→ GIVEN INSTRUCTION 1:
Answer these questions from the discussion of the Islamic science of letters:
(a) Which philosopher is named as a notable example of the view of mental and extra-mental existence?
(b) Where in the Quran are the isolated letters found?
(c) In which direction did Jewish Kabbalah move?
→ GIVEN INSTRUCTION 2: Which researchers does the discussion of the Islamic science of letters credit with good work on the subject?

→ ARTICLE:
————————

And these last two oh and written, sorry, and these last two levels, kind of written and spoken, mark a really interesting development from the like mental and extra mental existence that we find in the work of many key philosophers of the period, um, notably Avicenna. And even Ibn Abi goes further, so he kind of describes existence as just letters and words. So
Language becomes this means of bringing things into existence and ordering them within or kind of as a universe. And it also acts as a tool for intervening within that existence. I like this idea of finding and being found as part of of existence and it makes me think also of the way in which you look for a secret meaning in a word, for example, but you have a feeling that that secret meaning was waiting for you to a certain extent or looking for you.
And in our previous episode we were looking at one aspect of Jewish mysticism, for example, that influenced Giovanni Pico della Mirandola, and that has to do with secret meaning of words and of letters, especially the letters of the sacred text.
¶ Islamic Science of Letters
They usually are endowed with special powers of their own. I was wondering if there is something similar in Islam, this work on the letter. Yeah, totally. Um, yeah, so as I mentioned kind of earlier, in pre modern Islam like pre modern Islamic thought.
Scholars across disciplines were looking at the nature, um, structure and meaning of the universe by looking at this kind of nexus of language, text, creation and order. And There was a particularly kind of strong current, or I mean this was manifested kind of in a technique which was called Ilmar Khuruf, the science of letters. Um so this is a pre modern Islamic technique that explores um the different levels of signification of letters and numbers um in order to employ
uh their power and actions. And so that really draws on um yeah, letters also in scripture. So um letters in the Quran, you have like isolated letters at the beginning of some chapters in the Quran. Um and these were kind of analyzed and used to create this whole system. So really we kind of tend to associate this technique with thinkers like Ibn Arabi who looked at like the more theoretical aspects. Albuni for like the more practical aspect and they were both associated with Ibn Masara.
So these are all kind of people who had their origins in Andalusia. Um and there's some really good work on that by kind of Sarah Sviri, Pierre Lorne, Noah Gardiner. And if you look at us, you notice so many points of kind of correspondence between Kabbalah is quite strange. Um, maybe not that strange at the same time, because they were both co-evolving in Andalusia, but not much kind of research has been done into that co-evolution.
And we see Jewish Kabbalah kind of move forward, like move northwards, and we see that develop into Christian Kabbala with Pico. We also see The kind of Islamic science of letters move eastwards with the departure of people like Ibn Arabian Al Buni towards the east. And um it becomes kind of it develops into quite a popular science in the early modern Islamic East. So it's quite widespread in like Safafid and Mughal courts. Um Matt Melvin Kushki's done some really cool work on that as well.

————————

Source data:
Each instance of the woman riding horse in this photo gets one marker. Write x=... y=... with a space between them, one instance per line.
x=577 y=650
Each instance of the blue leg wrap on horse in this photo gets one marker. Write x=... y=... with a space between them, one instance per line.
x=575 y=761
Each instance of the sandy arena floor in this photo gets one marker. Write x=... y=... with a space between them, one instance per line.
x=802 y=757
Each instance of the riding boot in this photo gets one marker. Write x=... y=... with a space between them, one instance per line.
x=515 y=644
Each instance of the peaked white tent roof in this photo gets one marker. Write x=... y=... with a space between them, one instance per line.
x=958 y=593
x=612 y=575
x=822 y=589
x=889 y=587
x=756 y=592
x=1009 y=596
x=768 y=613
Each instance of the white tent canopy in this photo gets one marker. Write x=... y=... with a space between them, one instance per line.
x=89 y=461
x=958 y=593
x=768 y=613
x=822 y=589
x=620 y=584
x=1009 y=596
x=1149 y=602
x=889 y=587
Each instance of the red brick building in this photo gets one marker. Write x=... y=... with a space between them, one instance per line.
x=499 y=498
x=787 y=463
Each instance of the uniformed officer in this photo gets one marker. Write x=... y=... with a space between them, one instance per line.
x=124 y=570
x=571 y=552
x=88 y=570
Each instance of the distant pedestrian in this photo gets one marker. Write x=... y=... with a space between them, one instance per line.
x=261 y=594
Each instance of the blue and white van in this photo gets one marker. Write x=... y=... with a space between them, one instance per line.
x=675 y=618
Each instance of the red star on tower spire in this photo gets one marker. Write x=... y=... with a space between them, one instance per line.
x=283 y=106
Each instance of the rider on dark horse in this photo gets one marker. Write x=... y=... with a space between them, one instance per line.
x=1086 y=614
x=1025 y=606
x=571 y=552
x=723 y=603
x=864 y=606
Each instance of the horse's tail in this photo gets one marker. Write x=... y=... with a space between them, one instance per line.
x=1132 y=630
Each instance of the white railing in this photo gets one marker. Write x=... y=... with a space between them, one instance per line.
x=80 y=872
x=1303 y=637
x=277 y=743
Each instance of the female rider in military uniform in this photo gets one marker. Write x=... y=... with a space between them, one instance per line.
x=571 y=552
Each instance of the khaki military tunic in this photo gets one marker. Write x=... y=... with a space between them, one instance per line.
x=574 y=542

————————

→ FINISHED ANSWER 1:
(a) Avicenna
(b) At the beginning of some chapters
(c) Northwards

→ FINISHED ANSWER 2: Sarah Sviri, Pierre Lorne, Noah Gardiner, and Matt Melvin Kushki